◆ **EXERCISES TO COMPLETE**:
1. Answer these questions from the passage on circulating RBP4, marking each answer with its letter.
(a) What are the main source of RBP4 secretion?
(b) Which substance reduces the production of RBP4?
(c) Mainly through which organs is RBP4 excreted?
2. List every study cited in the passage on circulating RBP4, giving the authors and year as they appear.
3. Continue the passage on circulating RBP4 from its last sentence.

◆ **PASSAGE**:
Multiple factors have now been found to influence circulating RBP4 concentrations. Adipose tissue is not only an energy-preserving tissue but can also release numerous substances known as “adipokines” or “adipocytokines.” Adipocytes are the main source of RBP4 secretion, Atrial natriuretic peptide (ANP) directly regulates the secretory activity of adipocytes in adipose tissue (Moro et al., 2007) and reduces the production of RBP4. RBP4 is excreted mainly from the kidneys. In patients with type 2 diabetes, microalbuminuria and glomerular filtration rate (GFR) are independent determinants of elevated serum RBP4 levels (Akbay et al., 2010). But it was shown that RBP4 is already diagnostically elevated before their appearance (Abbasi et al., 2020).

◆ **MATERIAL SHOWN**:

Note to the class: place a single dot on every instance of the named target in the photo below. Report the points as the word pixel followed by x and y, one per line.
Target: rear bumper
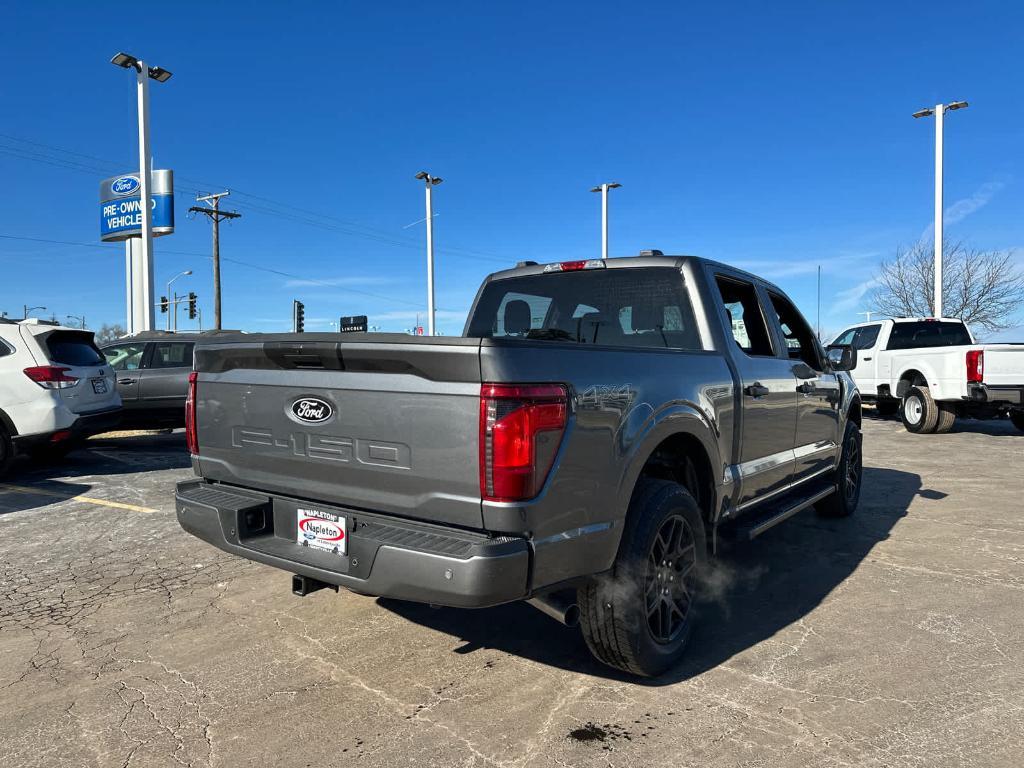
pixel 1013 395
pixel 387 556
pixel 82 427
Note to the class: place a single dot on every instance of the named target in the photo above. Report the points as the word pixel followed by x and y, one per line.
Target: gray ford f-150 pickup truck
pixel 582 445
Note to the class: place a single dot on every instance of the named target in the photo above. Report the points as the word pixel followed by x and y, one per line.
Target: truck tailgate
pixel 385 423
pixel 1004 365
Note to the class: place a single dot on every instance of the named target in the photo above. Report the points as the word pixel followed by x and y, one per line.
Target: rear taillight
pixel 975 366
pixel 192 438
pixel 51 377
pixel 521 426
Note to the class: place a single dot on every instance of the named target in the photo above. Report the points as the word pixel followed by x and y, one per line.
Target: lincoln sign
pixel 121 209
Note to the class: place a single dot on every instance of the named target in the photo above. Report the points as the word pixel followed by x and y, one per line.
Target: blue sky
pixel 776 137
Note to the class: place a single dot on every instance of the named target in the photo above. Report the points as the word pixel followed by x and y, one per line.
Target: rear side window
pixel 172 354
pixel 633 307
pixel 748 322
pixel 928 334
pixel 73 348
pixel 800 341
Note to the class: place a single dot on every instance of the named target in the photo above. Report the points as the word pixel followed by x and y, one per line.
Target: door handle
pixel 756 390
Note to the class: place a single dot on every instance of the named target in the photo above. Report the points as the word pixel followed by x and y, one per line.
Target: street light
pixel 430 182
pixel 603 188
pixel 938 112
pixel 174 299
pixel 142 76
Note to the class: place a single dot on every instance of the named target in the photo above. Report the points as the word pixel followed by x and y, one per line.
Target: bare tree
pixel 984 289
pixel 109 333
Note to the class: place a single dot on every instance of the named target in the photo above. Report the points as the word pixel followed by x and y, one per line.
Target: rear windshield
pixel 928 334
pixel 858 338
pixel 640 307
pixel 73 348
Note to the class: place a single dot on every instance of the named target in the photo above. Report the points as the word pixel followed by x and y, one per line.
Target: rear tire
pixel 946 419
pixel 638 617
pixel 849 476
pixel 6 451
pixel 919 412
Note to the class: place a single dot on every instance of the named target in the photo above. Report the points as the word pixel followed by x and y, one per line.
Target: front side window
pixel 629 307
pixel 125 356
pixel 866 337
pixel 172 354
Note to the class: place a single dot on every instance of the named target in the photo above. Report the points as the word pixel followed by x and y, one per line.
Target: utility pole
pixel 430 182
pixel 215 215
pixel 938 112
pixel 603 188
pixel 819 301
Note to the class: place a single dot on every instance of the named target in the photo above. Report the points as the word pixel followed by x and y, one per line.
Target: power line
pixel 257 203
pixel 248 264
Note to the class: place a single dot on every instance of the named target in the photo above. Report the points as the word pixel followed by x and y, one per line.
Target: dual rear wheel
pixel 922 415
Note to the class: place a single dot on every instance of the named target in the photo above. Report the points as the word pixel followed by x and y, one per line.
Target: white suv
pixel 55 389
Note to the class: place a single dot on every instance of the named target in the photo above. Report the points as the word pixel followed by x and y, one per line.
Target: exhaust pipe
pixel 559 605
pixel 303 586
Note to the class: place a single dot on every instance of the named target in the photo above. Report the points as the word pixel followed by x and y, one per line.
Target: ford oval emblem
pixel 125 185
pixel 311 410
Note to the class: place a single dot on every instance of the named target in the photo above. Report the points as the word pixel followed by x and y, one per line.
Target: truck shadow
pixel 33 484
pixel 753 590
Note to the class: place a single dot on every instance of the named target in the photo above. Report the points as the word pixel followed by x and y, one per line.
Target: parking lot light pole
pixel 603 188
pixel 938 112
pixel 144 293
pixel 174 299
pixel 430 182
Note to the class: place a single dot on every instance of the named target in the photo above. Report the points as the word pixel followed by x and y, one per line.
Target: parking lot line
pixel 86 499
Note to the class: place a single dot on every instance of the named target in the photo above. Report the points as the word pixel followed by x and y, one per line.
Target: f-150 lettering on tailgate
pixel 325 448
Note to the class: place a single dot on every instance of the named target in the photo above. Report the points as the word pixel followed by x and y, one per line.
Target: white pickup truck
pixel 933 371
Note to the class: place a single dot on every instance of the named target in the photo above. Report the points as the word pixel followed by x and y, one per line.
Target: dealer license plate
pixel 322 530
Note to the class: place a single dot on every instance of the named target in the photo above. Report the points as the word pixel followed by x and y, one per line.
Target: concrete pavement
pixel 893 638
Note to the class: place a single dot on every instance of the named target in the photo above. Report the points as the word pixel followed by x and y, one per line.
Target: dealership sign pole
pixel 121 219
pixel 145 295
pixel 140 280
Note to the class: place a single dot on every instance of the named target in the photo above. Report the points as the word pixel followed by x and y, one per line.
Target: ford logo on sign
pixel 311 410
pixel 125 185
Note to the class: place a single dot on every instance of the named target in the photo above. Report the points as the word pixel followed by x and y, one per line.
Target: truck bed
pixel 394 441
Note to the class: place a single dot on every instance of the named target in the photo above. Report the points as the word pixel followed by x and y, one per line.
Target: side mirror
pixel 842 357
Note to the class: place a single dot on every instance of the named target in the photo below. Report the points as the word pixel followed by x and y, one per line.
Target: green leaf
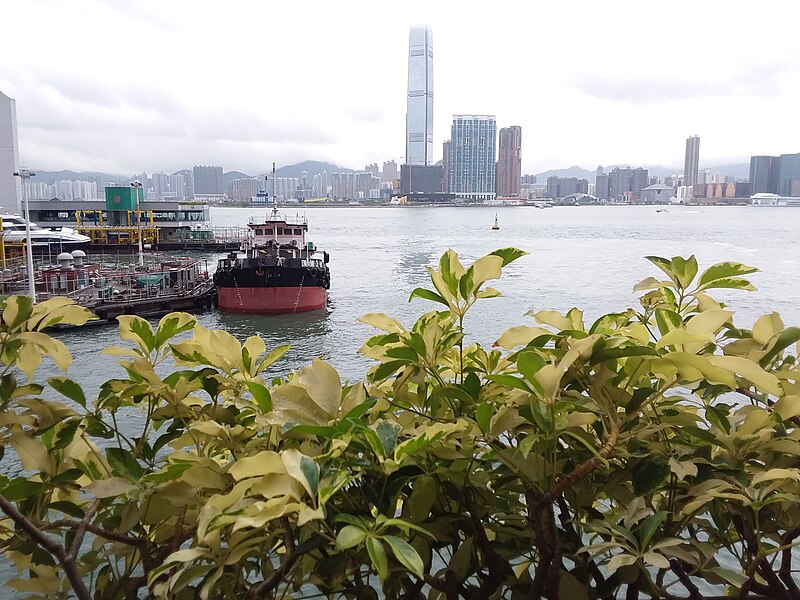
pixel 509 255
pixel 387 434
pixel 649 475
pixel 303 469
pixel 427 295
pixel 349 536
pixel 483 415
pixel 723 271
pixel 377 555
pixel 261 395
pixel 406 555
pixel 649 527
pixel 68 388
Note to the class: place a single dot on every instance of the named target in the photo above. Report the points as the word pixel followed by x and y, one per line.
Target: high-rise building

◆ **YOUR RESPONSES**:
1.
(a) Adipocytes.
(b) Atrial natriuretic peptide (ANP).
(c) The kidneys.

2.
Moro et al., 2007
Akbay et al., 2010
Abbasi et al., 2020

3.
There are other factors regulate the serum RPB4. The effect of exercise on RBP4 levels depends on the intensity of exercise (Yu et al., 2009), with high levels of physical activity significantly reducing circulating RBP4 concentrations, but moderate and lower intensity activities have no significant effect on RBP4 concentrations. Resistance exercise reduces circulating RBP4 levels without altering intramuscular adipocytes or insulin resistance (Ku et al., 2010), whereas neither anaerobic exercise nor controls reduce RBP4. One mechanism for the effect of exercise on RBP4 may be an elevation of ANP (Niessner et al., 2003). The effect of diet on the magnitude of the decrease in circulating RBP4 depends on the amount of weight loss and the nature of the food, with carbohydrate-restricted diets leading to a greater decrease in serum RBP4 levels compared to low-fat diets (Volek et al., 2009). Statins do not seem to produce a significant effect on RBP4 (Szendroedi et al., 2009). The effect of glucose-lowering drugs on RBP4 concentrations in diabetic or non-diabetic patients has not been consistently concluded (Yao-Borengasser et al., 2007; Lin et al., 2008; Pfützner et al., 2009).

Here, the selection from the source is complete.